Count the lines in the items that contain the string "street", and reply with the number alone.

Entries provided start

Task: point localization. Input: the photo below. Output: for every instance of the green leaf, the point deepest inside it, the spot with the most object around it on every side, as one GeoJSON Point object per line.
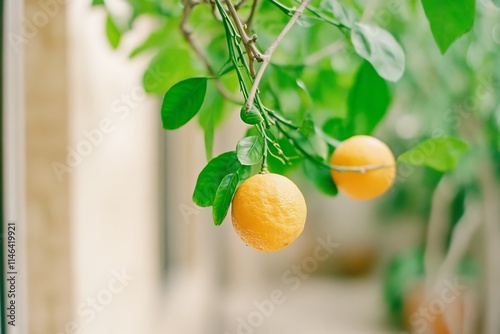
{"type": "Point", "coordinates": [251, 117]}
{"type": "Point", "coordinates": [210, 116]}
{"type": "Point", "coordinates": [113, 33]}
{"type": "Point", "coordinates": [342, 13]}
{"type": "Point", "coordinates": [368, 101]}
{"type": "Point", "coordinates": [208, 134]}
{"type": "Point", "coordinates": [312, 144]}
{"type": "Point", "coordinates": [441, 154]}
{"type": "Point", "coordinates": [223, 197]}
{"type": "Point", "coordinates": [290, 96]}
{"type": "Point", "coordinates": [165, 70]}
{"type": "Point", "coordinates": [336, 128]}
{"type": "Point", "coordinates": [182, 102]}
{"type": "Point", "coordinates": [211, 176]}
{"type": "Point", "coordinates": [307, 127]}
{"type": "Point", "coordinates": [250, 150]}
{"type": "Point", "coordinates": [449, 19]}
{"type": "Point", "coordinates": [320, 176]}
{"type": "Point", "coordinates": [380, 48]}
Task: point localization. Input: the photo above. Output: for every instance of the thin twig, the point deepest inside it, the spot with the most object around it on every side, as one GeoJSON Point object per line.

Entries provided end
Entries provided start

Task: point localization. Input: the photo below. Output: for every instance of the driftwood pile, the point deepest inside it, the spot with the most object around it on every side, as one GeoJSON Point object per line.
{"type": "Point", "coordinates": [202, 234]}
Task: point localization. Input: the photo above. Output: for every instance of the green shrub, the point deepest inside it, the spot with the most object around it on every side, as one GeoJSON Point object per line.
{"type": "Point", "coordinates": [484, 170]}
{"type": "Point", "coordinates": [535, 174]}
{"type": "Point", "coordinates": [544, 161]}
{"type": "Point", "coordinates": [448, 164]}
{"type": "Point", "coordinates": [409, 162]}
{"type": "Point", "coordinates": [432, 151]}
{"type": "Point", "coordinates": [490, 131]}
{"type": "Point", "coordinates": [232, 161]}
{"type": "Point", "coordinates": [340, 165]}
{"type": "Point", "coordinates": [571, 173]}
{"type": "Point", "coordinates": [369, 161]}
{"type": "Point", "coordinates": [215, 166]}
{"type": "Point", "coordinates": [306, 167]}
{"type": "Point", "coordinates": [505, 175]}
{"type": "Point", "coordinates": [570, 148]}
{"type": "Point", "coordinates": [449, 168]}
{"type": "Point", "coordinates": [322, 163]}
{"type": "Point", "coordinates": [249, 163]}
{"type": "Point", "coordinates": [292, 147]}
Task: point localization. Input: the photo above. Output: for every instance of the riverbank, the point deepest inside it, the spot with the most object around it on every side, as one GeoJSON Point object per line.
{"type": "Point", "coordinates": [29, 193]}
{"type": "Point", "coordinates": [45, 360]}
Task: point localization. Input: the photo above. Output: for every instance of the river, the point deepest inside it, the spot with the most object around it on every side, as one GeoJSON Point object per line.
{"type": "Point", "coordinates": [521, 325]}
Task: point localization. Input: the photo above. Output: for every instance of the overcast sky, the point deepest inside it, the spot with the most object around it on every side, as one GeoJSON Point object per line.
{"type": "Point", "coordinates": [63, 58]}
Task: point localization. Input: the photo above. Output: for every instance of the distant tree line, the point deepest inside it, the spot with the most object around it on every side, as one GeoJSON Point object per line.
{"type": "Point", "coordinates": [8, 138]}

Entries provided end
Entries provided start

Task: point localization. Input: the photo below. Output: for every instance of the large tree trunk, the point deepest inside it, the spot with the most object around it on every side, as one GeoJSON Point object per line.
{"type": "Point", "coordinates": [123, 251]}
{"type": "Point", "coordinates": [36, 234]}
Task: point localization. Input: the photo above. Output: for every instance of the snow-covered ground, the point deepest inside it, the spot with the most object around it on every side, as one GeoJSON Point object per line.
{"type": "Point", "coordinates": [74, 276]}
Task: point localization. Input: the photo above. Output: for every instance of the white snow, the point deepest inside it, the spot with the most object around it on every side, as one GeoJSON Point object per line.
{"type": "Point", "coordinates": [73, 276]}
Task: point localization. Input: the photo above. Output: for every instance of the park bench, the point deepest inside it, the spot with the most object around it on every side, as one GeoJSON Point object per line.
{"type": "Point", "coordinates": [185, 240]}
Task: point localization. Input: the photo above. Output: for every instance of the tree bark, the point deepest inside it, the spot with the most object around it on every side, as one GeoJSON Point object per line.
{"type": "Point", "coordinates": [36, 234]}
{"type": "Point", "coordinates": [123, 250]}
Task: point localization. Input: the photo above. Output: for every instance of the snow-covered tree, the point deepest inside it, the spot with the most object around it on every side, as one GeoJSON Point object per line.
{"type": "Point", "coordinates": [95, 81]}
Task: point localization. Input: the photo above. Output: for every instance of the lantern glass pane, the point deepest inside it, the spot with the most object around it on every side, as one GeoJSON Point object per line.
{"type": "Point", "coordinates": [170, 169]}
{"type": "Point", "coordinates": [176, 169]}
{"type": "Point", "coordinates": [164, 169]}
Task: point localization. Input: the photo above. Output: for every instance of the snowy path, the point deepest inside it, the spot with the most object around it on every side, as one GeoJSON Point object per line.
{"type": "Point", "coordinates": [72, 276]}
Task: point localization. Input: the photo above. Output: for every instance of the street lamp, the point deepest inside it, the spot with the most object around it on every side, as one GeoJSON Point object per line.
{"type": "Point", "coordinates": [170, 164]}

Entries provided end

# Correct answer
1